Natural language region descriptions
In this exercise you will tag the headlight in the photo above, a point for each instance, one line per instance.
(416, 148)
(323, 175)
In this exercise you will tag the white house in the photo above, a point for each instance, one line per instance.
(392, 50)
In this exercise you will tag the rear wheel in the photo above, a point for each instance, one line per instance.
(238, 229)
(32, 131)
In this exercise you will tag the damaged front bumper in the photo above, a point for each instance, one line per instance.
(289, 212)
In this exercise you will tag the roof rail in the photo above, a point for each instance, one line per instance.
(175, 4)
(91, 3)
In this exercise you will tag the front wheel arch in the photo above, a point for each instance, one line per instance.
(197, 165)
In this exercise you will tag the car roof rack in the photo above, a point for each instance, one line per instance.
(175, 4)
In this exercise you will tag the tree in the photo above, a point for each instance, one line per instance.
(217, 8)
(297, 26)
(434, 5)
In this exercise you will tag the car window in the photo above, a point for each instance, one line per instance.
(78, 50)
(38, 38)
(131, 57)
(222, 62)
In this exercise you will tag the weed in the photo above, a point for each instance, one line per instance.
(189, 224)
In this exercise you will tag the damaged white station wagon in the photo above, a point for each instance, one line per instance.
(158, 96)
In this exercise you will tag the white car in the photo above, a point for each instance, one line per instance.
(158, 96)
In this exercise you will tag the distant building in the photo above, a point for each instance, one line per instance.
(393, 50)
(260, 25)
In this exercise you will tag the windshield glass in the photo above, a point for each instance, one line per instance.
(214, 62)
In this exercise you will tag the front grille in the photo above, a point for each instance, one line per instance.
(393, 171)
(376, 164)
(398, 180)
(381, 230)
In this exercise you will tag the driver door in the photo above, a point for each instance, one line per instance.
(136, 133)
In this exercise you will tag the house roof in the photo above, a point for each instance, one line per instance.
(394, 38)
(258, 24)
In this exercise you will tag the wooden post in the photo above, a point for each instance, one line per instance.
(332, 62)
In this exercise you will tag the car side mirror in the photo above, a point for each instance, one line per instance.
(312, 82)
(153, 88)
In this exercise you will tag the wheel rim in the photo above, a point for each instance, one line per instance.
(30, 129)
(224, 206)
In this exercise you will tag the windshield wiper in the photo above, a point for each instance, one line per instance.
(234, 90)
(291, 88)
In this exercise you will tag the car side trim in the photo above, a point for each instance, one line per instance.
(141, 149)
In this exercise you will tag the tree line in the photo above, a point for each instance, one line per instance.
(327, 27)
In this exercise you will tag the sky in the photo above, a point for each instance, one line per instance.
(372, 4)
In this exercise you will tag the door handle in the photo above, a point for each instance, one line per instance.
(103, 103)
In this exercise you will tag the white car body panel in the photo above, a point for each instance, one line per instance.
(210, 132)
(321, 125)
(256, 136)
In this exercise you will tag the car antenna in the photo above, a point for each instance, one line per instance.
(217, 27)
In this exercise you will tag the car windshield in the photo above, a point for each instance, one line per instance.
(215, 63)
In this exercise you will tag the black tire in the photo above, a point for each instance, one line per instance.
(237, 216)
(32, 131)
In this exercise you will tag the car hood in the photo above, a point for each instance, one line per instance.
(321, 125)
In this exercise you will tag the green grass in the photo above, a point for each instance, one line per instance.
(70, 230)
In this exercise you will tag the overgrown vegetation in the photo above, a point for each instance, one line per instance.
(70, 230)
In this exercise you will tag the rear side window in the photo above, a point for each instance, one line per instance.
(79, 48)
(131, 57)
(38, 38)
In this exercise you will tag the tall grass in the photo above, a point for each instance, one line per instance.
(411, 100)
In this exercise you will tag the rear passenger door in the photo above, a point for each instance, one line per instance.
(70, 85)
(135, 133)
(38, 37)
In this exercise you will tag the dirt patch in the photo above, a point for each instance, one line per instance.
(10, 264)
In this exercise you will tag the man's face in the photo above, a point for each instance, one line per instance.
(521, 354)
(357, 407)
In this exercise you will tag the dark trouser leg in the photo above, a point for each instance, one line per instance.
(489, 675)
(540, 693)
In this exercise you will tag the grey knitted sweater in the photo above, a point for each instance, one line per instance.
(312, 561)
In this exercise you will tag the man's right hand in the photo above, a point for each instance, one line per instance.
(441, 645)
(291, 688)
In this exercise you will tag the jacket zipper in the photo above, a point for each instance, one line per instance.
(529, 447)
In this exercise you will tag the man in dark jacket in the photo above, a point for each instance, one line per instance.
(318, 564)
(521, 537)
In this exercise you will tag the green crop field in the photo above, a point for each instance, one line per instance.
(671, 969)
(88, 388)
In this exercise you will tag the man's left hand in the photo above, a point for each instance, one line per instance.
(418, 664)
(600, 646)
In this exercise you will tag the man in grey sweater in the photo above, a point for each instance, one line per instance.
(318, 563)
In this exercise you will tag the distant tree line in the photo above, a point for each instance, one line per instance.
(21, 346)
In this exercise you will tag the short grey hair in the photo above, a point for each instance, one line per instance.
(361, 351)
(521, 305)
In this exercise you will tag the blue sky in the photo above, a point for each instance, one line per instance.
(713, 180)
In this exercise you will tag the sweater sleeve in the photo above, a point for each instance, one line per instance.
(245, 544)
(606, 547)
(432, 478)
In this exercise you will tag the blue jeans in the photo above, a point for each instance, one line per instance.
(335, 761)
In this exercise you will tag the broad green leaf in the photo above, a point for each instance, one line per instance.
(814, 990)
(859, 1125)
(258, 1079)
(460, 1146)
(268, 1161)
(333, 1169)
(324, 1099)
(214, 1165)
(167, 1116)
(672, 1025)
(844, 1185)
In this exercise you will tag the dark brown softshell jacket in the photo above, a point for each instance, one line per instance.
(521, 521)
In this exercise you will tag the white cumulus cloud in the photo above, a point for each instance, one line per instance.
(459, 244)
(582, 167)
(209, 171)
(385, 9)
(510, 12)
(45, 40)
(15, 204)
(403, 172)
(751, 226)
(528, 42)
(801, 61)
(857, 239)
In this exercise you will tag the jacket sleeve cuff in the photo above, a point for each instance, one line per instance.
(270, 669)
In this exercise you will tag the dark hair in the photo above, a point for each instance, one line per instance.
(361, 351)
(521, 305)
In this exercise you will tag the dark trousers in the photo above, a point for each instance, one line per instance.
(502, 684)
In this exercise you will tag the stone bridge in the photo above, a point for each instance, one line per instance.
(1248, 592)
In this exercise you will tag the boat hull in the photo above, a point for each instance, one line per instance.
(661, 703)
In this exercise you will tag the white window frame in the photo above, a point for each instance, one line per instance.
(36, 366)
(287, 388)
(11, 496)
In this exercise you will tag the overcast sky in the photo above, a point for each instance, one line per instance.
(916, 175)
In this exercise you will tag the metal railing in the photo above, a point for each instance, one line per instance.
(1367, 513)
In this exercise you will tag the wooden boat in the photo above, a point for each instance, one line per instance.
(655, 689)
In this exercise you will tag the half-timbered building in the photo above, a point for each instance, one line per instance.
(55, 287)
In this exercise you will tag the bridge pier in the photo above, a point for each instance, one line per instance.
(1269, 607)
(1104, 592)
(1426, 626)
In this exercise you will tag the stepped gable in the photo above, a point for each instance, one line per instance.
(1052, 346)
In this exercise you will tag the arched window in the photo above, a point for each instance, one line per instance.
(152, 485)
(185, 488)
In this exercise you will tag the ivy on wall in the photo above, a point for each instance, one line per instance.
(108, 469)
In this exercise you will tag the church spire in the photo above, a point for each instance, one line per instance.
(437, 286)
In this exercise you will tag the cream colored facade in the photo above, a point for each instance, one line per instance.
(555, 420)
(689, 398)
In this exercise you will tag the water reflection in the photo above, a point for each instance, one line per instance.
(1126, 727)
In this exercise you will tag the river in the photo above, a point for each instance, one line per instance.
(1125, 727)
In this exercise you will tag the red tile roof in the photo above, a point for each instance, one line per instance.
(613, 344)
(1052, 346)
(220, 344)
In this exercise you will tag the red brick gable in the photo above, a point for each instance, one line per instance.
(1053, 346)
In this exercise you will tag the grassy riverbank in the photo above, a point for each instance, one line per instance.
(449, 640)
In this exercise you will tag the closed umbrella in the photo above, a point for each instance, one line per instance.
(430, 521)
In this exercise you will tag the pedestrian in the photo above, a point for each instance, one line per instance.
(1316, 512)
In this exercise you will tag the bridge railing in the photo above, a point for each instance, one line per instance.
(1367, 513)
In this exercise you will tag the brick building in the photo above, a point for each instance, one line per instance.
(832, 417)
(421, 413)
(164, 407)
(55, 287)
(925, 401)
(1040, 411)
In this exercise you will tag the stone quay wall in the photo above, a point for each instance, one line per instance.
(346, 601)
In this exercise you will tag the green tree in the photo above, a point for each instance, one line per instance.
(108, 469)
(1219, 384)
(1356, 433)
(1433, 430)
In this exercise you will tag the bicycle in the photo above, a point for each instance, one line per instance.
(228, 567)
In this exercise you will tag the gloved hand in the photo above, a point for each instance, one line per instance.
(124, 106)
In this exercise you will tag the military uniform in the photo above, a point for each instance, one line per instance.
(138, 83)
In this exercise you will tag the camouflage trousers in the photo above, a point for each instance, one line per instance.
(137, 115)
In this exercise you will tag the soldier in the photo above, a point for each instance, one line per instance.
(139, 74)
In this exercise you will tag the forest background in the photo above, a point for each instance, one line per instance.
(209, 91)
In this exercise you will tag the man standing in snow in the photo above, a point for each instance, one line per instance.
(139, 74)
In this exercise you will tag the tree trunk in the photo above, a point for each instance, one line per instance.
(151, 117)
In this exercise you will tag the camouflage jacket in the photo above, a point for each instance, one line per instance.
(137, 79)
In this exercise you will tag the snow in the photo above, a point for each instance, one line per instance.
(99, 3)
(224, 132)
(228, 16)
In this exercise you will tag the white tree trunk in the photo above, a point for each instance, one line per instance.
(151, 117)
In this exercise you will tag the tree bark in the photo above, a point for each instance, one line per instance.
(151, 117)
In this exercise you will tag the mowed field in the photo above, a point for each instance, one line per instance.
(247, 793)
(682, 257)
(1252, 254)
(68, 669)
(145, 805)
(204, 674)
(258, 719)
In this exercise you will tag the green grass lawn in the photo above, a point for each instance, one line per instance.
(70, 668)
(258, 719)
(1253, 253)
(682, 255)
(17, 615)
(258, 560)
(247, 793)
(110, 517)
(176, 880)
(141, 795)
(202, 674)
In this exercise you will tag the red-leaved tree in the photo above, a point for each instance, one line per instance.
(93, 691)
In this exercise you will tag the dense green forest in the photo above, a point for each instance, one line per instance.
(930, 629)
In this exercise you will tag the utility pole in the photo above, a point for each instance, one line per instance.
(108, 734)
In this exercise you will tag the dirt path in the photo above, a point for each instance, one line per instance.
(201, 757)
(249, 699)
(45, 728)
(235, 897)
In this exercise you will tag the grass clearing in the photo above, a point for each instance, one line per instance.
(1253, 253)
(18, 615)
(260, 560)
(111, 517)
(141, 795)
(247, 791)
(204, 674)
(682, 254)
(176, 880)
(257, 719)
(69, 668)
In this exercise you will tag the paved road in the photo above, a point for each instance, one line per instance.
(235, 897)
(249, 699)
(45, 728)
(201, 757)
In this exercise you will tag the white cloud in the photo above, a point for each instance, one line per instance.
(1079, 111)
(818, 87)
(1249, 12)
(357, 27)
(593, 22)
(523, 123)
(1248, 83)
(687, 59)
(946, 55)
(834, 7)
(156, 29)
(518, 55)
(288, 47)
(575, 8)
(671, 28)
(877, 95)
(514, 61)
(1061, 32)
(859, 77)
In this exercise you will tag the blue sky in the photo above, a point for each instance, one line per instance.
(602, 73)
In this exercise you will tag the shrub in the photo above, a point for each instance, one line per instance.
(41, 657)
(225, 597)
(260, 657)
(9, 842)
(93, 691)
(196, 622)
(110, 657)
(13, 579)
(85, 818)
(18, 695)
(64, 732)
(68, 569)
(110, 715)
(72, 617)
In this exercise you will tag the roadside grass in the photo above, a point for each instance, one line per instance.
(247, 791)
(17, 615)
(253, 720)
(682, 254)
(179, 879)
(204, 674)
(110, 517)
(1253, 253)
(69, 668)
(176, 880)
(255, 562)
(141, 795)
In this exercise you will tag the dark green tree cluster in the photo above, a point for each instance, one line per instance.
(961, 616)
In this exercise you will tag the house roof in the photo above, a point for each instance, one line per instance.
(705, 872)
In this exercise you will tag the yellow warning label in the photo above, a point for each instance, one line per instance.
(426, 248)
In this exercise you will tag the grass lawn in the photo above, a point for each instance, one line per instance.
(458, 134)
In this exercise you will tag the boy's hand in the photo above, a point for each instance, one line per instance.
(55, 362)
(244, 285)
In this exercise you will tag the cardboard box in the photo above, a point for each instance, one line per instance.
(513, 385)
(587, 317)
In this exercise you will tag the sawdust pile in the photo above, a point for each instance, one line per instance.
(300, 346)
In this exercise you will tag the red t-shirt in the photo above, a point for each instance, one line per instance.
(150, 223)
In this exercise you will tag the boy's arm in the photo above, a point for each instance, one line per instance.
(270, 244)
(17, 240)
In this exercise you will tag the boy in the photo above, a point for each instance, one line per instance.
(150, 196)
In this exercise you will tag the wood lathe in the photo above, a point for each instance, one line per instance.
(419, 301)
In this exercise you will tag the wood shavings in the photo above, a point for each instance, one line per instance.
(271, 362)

# PROBLEM DESCRIPTION:
Transcribe exactly, and only, the lines from the one with "In this exercise you will tag the wood shavings" through the last line of the data.

# RESPONSE TO THIS EXERCISE:
In this exercise you will tag the wood shavings in the photo above, a point for each instance, one line per instance.
(271, 362)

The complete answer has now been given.